# Written exercise
Which lines in the records below contain the word "yellow"? Show each of them, copied in full.

--- START OF Input material ---

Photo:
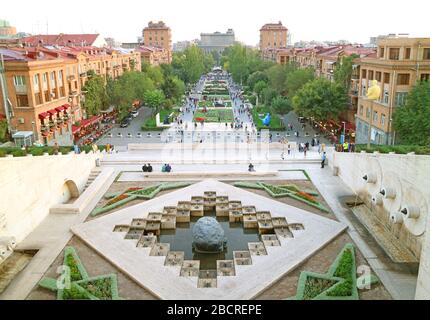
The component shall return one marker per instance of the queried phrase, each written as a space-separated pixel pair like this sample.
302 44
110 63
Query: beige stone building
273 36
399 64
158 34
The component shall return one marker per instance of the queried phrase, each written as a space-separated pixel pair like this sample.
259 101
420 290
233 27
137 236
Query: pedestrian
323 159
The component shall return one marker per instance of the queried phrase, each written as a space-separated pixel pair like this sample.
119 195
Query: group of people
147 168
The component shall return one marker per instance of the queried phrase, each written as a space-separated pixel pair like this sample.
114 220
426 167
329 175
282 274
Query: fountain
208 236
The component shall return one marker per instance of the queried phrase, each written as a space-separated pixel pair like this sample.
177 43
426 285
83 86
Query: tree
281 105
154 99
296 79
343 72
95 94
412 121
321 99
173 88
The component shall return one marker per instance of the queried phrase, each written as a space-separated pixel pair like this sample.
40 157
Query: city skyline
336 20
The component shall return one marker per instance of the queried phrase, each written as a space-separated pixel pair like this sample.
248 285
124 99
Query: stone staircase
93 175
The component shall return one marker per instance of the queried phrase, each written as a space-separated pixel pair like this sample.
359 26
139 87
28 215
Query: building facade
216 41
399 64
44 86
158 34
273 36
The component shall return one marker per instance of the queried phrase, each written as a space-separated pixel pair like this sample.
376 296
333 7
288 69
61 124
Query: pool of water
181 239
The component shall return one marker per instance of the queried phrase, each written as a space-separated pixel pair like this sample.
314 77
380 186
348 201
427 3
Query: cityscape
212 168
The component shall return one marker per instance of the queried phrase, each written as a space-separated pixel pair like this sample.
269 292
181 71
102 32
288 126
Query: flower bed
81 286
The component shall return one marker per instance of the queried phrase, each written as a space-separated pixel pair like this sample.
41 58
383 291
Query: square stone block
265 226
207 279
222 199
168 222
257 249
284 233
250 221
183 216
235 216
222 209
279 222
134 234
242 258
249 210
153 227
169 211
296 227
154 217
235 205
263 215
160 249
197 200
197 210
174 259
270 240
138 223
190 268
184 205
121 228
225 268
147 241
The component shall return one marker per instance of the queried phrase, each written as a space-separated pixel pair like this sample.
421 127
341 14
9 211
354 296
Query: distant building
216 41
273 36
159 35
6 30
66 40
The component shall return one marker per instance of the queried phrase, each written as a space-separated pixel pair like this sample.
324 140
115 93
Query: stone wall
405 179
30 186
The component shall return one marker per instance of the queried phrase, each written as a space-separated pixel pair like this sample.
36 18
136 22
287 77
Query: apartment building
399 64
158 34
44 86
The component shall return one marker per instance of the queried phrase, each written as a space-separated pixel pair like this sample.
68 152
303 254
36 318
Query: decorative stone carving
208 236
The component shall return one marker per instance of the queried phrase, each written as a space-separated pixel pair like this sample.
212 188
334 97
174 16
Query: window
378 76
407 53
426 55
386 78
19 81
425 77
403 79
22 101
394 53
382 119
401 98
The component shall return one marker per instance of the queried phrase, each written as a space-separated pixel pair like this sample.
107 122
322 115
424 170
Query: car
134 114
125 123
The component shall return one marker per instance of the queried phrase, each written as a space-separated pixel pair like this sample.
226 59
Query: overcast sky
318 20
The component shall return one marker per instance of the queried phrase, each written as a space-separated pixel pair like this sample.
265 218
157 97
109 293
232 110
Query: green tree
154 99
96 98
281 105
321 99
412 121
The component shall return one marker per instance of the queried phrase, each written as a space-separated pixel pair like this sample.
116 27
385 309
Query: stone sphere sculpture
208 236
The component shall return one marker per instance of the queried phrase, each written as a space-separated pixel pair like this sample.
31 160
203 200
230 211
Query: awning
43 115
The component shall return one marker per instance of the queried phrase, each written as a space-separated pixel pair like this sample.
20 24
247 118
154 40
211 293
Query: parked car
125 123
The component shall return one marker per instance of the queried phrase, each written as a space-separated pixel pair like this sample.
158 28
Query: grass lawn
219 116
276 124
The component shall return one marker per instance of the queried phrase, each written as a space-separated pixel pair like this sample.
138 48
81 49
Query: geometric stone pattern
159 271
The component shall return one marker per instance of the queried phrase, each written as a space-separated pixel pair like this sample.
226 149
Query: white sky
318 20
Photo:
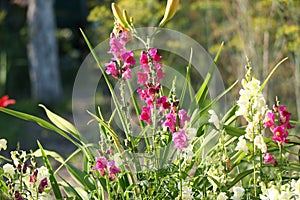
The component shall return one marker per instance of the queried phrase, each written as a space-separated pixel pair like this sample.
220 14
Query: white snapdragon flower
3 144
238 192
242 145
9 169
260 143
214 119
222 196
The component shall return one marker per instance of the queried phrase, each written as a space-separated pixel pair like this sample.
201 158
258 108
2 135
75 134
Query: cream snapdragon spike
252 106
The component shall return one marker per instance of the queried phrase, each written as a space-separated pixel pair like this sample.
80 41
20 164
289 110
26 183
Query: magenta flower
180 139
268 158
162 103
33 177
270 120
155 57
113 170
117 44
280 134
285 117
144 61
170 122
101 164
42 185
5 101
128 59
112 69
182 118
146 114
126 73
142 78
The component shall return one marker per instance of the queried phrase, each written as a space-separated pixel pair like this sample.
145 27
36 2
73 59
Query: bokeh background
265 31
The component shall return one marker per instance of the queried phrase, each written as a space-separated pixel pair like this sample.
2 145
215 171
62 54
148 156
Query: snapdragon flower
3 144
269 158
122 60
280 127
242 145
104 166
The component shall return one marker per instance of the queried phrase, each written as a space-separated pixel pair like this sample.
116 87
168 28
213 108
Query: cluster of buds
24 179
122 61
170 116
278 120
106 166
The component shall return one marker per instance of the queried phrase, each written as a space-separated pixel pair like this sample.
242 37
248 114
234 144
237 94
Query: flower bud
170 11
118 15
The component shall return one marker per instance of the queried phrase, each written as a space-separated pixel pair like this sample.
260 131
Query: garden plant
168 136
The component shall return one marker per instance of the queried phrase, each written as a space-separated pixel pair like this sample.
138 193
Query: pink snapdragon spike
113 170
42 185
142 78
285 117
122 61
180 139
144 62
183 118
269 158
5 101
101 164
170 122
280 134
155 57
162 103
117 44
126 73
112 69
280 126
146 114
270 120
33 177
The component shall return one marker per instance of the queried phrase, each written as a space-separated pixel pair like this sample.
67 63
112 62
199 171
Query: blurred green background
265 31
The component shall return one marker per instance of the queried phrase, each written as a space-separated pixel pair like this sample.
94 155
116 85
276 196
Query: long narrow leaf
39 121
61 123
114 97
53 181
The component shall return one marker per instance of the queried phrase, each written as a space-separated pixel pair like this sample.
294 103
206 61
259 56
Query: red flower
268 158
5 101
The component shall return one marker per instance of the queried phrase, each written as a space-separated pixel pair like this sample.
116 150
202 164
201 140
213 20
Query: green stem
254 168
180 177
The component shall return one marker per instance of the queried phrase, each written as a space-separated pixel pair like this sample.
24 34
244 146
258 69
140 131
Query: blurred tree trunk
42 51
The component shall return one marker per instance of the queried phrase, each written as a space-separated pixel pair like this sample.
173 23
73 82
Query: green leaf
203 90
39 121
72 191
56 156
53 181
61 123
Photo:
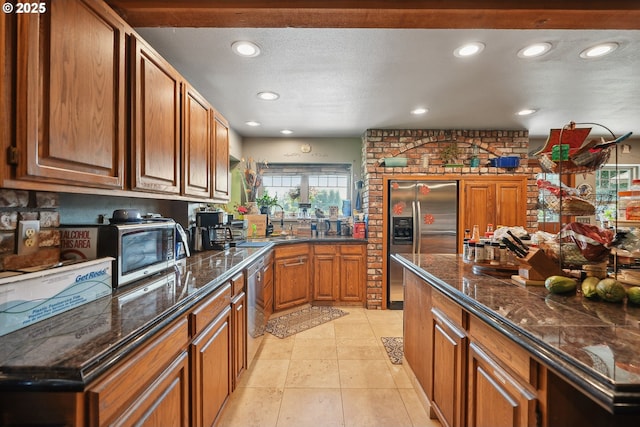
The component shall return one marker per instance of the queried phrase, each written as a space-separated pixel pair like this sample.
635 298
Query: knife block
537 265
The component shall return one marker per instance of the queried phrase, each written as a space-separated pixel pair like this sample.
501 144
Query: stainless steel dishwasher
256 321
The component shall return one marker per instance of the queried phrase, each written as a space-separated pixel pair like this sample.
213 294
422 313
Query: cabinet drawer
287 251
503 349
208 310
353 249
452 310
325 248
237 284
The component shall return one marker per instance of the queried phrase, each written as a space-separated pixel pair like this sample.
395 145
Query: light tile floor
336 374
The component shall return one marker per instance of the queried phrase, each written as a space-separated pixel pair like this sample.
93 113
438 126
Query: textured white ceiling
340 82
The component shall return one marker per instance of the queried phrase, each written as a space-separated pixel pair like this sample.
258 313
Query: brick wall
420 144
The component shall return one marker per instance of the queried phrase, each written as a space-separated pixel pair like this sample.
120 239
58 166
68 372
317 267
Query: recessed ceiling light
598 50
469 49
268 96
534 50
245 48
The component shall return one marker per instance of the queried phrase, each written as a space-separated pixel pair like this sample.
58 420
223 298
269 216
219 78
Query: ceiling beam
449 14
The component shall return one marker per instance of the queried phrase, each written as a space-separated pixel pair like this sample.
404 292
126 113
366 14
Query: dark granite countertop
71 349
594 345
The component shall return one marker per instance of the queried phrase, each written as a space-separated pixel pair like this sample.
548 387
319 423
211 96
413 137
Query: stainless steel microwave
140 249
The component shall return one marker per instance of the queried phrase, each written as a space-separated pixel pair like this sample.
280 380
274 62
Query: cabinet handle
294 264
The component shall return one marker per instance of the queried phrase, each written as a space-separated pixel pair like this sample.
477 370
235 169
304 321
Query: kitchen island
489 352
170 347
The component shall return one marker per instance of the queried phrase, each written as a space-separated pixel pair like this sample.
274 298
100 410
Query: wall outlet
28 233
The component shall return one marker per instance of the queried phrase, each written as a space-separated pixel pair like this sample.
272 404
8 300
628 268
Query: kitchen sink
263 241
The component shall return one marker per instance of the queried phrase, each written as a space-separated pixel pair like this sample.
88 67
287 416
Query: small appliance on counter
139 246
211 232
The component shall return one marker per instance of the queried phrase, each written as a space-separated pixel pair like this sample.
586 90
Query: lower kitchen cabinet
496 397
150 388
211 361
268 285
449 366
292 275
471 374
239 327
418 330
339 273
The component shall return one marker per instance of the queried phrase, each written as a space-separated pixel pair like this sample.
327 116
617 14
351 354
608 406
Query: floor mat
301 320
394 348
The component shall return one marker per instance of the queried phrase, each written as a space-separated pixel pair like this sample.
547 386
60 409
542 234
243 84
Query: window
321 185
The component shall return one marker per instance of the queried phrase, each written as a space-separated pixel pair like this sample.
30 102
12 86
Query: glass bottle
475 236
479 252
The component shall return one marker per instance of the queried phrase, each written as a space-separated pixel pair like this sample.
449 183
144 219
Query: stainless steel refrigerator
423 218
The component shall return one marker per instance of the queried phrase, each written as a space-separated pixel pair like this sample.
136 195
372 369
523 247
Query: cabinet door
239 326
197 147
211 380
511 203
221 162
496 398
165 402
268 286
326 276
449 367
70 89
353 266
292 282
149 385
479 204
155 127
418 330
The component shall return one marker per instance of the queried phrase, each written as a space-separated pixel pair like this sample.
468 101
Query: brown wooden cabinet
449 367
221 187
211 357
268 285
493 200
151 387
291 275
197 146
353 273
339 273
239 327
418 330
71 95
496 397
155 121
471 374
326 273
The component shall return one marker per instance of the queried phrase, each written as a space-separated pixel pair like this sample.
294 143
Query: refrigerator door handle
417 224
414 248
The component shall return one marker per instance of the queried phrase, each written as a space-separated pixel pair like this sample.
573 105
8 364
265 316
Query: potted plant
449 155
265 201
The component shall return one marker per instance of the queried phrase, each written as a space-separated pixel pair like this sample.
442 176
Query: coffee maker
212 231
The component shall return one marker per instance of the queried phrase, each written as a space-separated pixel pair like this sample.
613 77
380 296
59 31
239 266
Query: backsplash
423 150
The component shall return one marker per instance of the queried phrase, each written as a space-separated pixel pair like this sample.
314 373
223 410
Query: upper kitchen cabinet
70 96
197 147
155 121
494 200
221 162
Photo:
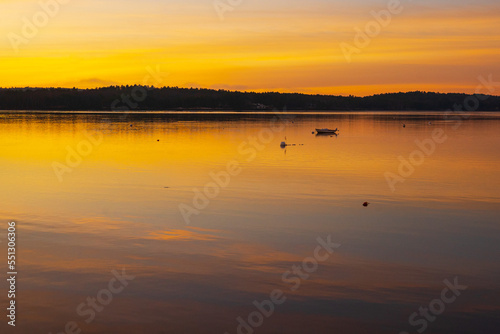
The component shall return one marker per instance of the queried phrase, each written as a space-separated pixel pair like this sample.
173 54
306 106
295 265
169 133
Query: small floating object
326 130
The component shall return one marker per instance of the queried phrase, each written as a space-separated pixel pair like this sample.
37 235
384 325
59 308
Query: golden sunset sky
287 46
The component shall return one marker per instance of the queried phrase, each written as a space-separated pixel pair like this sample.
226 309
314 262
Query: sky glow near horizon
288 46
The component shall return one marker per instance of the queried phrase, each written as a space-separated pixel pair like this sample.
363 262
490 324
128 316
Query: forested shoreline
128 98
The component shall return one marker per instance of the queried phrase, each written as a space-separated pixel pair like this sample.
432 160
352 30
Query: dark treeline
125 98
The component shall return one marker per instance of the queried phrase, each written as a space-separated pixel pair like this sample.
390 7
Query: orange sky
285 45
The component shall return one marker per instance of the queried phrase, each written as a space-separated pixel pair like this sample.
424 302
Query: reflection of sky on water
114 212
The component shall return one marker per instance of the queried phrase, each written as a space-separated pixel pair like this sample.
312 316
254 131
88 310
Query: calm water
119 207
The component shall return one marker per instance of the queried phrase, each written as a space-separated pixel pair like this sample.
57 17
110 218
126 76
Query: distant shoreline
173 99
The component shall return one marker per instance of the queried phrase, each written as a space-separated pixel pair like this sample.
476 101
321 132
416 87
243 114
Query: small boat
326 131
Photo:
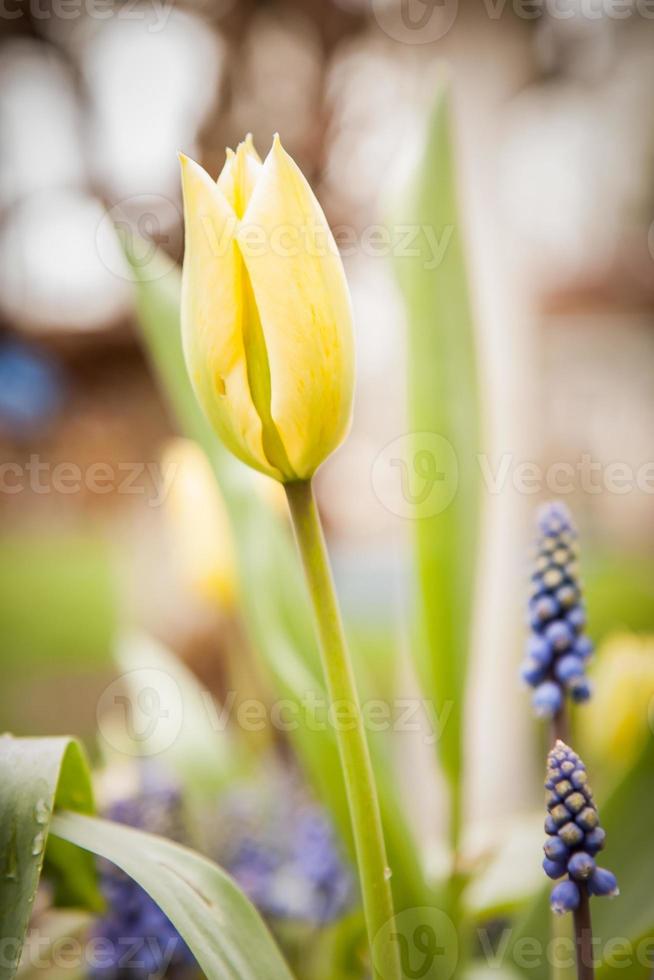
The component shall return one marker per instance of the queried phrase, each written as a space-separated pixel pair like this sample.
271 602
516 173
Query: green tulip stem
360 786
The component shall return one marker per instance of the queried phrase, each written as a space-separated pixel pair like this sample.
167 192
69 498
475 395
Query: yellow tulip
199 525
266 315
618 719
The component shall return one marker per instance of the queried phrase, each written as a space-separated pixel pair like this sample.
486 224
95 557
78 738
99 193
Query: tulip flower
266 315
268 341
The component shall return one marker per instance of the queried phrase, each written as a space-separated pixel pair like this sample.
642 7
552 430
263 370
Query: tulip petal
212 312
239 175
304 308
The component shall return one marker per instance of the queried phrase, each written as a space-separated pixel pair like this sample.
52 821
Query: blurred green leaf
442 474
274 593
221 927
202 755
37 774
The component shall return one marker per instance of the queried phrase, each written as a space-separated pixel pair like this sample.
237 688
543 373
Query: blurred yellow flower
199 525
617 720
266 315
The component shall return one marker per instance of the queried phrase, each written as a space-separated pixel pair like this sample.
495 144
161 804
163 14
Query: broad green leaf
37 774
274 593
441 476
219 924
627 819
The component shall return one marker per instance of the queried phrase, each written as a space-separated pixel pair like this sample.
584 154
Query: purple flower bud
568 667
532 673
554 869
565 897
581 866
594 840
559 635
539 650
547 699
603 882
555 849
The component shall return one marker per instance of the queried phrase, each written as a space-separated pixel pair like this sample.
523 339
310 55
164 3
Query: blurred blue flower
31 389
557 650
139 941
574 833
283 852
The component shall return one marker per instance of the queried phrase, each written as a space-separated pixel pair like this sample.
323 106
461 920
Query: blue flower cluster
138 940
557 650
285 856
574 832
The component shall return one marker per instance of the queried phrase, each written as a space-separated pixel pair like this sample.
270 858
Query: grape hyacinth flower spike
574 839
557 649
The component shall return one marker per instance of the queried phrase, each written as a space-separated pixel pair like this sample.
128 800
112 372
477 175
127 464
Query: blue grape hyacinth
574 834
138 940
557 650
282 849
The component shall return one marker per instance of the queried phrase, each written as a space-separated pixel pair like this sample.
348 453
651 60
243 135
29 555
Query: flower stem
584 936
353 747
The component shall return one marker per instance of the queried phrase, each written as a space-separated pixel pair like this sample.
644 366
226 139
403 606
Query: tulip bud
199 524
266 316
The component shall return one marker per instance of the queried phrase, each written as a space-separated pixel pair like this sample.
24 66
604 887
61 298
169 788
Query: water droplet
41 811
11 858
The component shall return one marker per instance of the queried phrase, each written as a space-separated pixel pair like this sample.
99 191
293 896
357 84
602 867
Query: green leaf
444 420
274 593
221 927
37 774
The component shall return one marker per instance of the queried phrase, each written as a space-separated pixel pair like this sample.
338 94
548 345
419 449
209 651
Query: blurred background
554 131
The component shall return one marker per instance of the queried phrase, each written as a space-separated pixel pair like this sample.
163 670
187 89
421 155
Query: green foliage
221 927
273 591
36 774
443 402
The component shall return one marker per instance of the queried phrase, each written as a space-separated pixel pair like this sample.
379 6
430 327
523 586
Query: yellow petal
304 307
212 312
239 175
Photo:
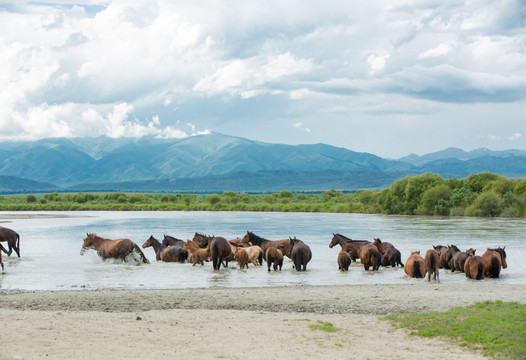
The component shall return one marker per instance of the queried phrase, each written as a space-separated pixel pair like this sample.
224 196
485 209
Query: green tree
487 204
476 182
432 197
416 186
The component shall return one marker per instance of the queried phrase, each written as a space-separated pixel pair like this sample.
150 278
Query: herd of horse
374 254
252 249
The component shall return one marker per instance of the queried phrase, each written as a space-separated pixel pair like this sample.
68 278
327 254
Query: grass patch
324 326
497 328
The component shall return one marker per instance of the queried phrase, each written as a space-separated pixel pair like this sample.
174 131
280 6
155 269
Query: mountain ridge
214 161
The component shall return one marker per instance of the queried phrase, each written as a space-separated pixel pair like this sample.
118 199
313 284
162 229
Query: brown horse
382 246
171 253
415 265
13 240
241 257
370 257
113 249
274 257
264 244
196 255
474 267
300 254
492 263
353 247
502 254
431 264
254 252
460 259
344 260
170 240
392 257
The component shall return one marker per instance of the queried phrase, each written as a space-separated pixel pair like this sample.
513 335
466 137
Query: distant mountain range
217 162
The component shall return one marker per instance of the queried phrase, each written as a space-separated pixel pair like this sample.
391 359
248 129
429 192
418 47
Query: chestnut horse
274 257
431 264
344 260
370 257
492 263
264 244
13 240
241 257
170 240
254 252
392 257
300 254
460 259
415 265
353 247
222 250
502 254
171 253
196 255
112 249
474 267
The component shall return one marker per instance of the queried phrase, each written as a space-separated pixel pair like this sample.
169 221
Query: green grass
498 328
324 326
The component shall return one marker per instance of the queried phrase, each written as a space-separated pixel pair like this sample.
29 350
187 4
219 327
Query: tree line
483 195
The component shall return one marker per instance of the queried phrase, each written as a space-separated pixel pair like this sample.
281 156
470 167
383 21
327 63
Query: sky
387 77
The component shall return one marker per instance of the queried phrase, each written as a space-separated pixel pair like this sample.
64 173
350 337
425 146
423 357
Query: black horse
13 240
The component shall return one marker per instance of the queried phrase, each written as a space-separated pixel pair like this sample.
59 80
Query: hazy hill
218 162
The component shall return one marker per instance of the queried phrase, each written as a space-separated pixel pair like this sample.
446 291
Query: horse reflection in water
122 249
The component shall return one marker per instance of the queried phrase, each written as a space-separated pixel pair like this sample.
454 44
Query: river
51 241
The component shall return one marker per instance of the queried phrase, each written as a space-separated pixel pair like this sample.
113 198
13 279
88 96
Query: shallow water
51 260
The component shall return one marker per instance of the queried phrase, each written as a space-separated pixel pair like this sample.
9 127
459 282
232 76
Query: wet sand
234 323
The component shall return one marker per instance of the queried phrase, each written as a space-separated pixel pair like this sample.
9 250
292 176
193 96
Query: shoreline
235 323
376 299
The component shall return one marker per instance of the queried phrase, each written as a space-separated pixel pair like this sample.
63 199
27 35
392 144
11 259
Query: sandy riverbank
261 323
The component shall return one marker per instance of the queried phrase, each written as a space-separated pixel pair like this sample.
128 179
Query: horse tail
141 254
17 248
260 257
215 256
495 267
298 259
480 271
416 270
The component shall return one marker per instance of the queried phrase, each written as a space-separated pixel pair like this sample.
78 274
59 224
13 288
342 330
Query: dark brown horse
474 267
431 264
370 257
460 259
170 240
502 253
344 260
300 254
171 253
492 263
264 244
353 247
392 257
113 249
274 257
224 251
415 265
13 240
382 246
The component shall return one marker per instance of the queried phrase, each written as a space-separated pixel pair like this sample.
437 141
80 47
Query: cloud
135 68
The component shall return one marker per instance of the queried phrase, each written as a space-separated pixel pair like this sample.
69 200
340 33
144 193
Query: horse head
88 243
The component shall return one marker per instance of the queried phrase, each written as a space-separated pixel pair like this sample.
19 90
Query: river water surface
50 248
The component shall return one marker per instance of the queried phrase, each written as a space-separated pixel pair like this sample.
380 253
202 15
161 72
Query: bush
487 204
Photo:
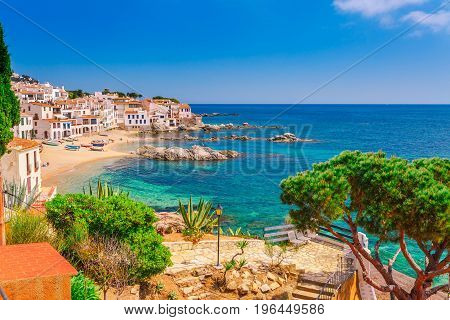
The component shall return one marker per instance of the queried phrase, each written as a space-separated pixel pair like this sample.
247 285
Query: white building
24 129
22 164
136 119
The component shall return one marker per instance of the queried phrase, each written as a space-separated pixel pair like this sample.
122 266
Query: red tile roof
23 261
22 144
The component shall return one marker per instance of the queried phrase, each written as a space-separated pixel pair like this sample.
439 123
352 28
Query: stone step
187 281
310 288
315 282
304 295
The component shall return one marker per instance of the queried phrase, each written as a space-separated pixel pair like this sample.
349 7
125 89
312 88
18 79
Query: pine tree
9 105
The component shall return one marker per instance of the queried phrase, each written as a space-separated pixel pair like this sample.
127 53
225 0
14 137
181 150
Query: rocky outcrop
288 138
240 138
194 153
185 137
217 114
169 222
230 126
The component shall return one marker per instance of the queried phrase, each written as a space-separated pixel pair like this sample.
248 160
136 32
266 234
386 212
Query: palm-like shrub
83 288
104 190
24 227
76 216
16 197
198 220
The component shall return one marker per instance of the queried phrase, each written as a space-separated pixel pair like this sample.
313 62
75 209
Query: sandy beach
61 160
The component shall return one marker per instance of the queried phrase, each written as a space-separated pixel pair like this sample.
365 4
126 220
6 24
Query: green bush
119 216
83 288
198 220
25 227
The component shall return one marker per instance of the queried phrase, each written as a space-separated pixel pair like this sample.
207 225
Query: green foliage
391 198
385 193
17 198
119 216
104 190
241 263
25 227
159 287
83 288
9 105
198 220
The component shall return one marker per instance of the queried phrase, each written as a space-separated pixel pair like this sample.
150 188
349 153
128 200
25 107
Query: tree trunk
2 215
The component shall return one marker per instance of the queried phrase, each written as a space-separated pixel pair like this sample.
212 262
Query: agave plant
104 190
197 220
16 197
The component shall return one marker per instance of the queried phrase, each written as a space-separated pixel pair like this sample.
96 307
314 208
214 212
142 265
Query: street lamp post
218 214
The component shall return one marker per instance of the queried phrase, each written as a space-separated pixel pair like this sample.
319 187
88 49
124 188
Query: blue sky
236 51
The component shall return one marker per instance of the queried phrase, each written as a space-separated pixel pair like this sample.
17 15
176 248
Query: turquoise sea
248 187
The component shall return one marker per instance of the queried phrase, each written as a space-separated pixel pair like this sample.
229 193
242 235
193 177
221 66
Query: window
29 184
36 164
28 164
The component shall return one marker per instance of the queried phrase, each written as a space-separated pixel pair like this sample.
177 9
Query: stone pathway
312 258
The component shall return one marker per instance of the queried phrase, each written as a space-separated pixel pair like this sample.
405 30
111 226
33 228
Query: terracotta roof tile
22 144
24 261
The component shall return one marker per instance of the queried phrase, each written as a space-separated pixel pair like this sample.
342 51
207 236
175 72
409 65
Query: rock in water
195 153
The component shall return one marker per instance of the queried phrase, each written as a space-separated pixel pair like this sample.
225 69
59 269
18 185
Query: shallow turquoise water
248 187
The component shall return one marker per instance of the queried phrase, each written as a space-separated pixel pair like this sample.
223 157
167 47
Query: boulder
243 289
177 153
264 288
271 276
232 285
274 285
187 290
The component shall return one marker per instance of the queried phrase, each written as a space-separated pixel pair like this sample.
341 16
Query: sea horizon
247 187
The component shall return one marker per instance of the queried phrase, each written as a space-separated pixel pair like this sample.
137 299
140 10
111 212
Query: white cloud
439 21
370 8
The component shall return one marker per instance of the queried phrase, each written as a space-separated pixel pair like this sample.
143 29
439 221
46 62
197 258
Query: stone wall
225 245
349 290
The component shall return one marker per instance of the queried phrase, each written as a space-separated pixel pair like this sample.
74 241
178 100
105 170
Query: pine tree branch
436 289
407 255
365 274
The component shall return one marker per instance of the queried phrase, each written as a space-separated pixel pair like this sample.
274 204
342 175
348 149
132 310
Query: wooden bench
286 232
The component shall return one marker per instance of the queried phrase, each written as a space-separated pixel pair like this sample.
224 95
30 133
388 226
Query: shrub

--- END OF Input material ---

# Exercise result
Query: yellow tulip
Query: blurred yellow flower
Query: yellow petal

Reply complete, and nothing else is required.